Start MATERIAL TO PROCESS

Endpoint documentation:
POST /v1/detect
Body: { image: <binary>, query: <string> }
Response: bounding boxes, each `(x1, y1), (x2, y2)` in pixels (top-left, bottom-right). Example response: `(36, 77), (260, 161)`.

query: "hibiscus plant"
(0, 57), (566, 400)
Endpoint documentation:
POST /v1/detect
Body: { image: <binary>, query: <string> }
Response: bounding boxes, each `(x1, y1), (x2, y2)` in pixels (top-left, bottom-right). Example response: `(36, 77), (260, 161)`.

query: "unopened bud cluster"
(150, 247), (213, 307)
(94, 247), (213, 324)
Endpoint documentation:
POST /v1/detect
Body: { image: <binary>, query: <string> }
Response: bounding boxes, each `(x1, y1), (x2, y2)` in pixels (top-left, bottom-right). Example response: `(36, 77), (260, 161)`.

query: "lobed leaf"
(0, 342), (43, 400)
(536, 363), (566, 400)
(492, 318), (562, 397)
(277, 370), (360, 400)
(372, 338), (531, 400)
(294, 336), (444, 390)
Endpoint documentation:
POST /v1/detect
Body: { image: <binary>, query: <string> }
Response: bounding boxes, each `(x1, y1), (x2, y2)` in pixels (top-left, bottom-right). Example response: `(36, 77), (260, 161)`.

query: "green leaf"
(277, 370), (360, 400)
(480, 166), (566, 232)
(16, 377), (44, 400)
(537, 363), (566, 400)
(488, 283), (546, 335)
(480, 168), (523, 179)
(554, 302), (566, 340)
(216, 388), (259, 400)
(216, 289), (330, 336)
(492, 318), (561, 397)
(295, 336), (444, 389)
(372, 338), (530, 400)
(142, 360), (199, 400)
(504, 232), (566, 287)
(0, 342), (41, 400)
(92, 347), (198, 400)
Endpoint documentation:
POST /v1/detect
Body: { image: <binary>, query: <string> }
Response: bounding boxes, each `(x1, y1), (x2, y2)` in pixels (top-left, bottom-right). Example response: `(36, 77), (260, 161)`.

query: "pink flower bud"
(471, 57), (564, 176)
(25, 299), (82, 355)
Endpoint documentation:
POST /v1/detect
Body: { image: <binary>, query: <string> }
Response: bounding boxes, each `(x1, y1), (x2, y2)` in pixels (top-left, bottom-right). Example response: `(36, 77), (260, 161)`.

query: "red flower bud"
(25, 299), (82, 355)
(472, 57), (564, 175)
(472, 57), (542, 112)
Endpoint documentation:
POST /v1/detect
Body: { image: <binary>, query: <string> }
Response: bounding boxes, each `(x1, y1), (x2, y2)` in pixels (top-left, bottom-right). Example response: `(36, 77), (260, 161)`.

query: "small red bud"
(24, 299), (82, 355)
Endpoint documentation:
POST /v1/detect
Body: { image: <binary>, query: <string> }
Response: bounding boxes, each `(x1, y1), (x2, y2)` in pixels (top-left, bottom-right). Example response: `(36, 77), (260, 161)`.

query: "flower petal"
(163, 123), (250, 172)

End MATERIAL TO PROCESS

=== THE EXERCISE ===
Lay out the lines of the data above as a Markdown table with two columns, Row and Line, numbering each line and leaving out blank lines.

=== WORKED SOLUTION ===
| Row | Line |
|---|---|
| 1 | Endpoint documentation: |
| 2 | POST /v1/detect |
| 3 | Body: { image: <binary>, query: <string> } |
| 4 | Response: bounding boxes, each `(x1, y1), (x2, y2)` in pixels (top-left, bottom-right). Example response: `(36, 77), (260, 161)`. |
| 5 | query: "hibiscus plant" |
| 6 | (0, 57), (566, 400) |
| 7 | Endpoint documentation: |
| 8 | POST /v1/detect |
| 9 | Body: { image: <binary>, query: <string> } |
| 10 | Response: bounding boxes, each `(x1, y1), (x2, y2)` in pixels (top-left, bottom-right). Example response: `(36, 77), (260, 161)`. |
| 11 | query: "unopened bud cluster" |
| 12 | (150, 247), (213, 307) |
| 13 | (94, 247), (213, 324) |
| 14 | Endpoint documentation: |
| 15 | POST /v1/detect |
| 16 | Body: { image: <binary>, query: <string> } |
| 17 | Response: bounding boxes, each `(x1, y1), (x2, y2)` in pixels (top-left, bottom-right). Example response: `(36, 77), (260, 161)`. |
| 18 | query: "lobed leaf" |
| 19 | (0, 342), (43, 400) |
| 20 | (536, 363), (566, 400) |
| 21 | (492, 318), (562, 397) |
| 22 | (277, 370), (360, 400) |
| 23 | (372, 338), (531, 400) |
| 24 | (294, 336), (444, 390) |
| 25 | Endpoint documentation: |
| 26 | POST /v1/detect |
| 27 | Body: { image: <binary>, query: <string> } |
| 28 | Response: bounding boxes, each `(x1, y1), (x2, y2)` in pixels (top-left, bottom-right). Example response: `(36, 77), (260, 161)`. |
| 29 | query: "green leaf" |
| 30 | (277, 370), (360, 400) |
| 31 | (480, 166), (566, 232) |
| 32 | (16, 377), (44, 400) |
| 33 | (537, 363), (566, 400) |
| 34 | (488, 283), (546, 335) |
| 35 | (480, 168), (523, 179) |
| 36 | (554, 302), (566, 340) |
| 37 | (216, 388), (259, 400) |
| 38 | (216, 289), (330, 336) |
| 39 | (492, 318), (561, 397) |
| 40 | (295, 336), (444, 389) |
| 41 | (372, 338), (530, 400) |
| 42 | (142, 360), (199, 400) |
| 43 | (504, 232), (566, 287) |
| 44 | (0, 342), (41, 400) |
| 45 | (92, 347), (198, 400) |
| 46 | Endpoint documentation: |
| 47 | POST /v1/detect |
| 48 | Body: { image: <binary>, query: <string> } |
| 49 | Response: bounding boxes, each `(x1, y1), (x2, y2)` in pixels (top-left, bottom-right). Example response: `(36, 77), (260, 161)`. |
| 50 | query: "pink flower bud" |
| 51 | (471, 57), (564, 176) |
| 52 | (25, 299), (82, 355) |
| 53 | Endpoint documentation: |
| 54 | POST /v1/detect |
| 55 | Body: { image: <binary>, query: <string> } |
| 56 | Response: bounding boxes, each `(x1, y1), (x2, y2)` in pixels (top-left, bottom-right). Example response: `(36, 77), (260, 161)`. |
| 57 | query: "red flower bud" |
| 58 | (25, 299), (82, 355) |
| 59 | (472, 57), (564, 175) |
| 60 | (472, 57), (542, 112) |
| 61 | Endpoint documentation: |
| 62 | POST /v1/detect |
| 63 | Body: { image: <binary>, query: <string> } |
| 64 | Response: bounding boxes, each `(x1, y1), (x2, y2)` in pixels (top-left, bottom-right). Example response: `(36, 77), (260, 161)`. |
| 65 | query: "small red bud" |
| 66 | (24, 299), (82, 355) |
| 67 | Endpoint documentation: |
| 68 | POST /v1/detect |
| 69 | Body: { image: <binary>, query: <string> } |
| 70 | Response: bounding boxes, each `(x1, y1), (x2, y2)` in pixels (top-left, bottom-right). Example response: `(36, 77), (260, 161)`. |
| 71 | query: "flower petal" |
| 72 | (163, 123), (250, 172) |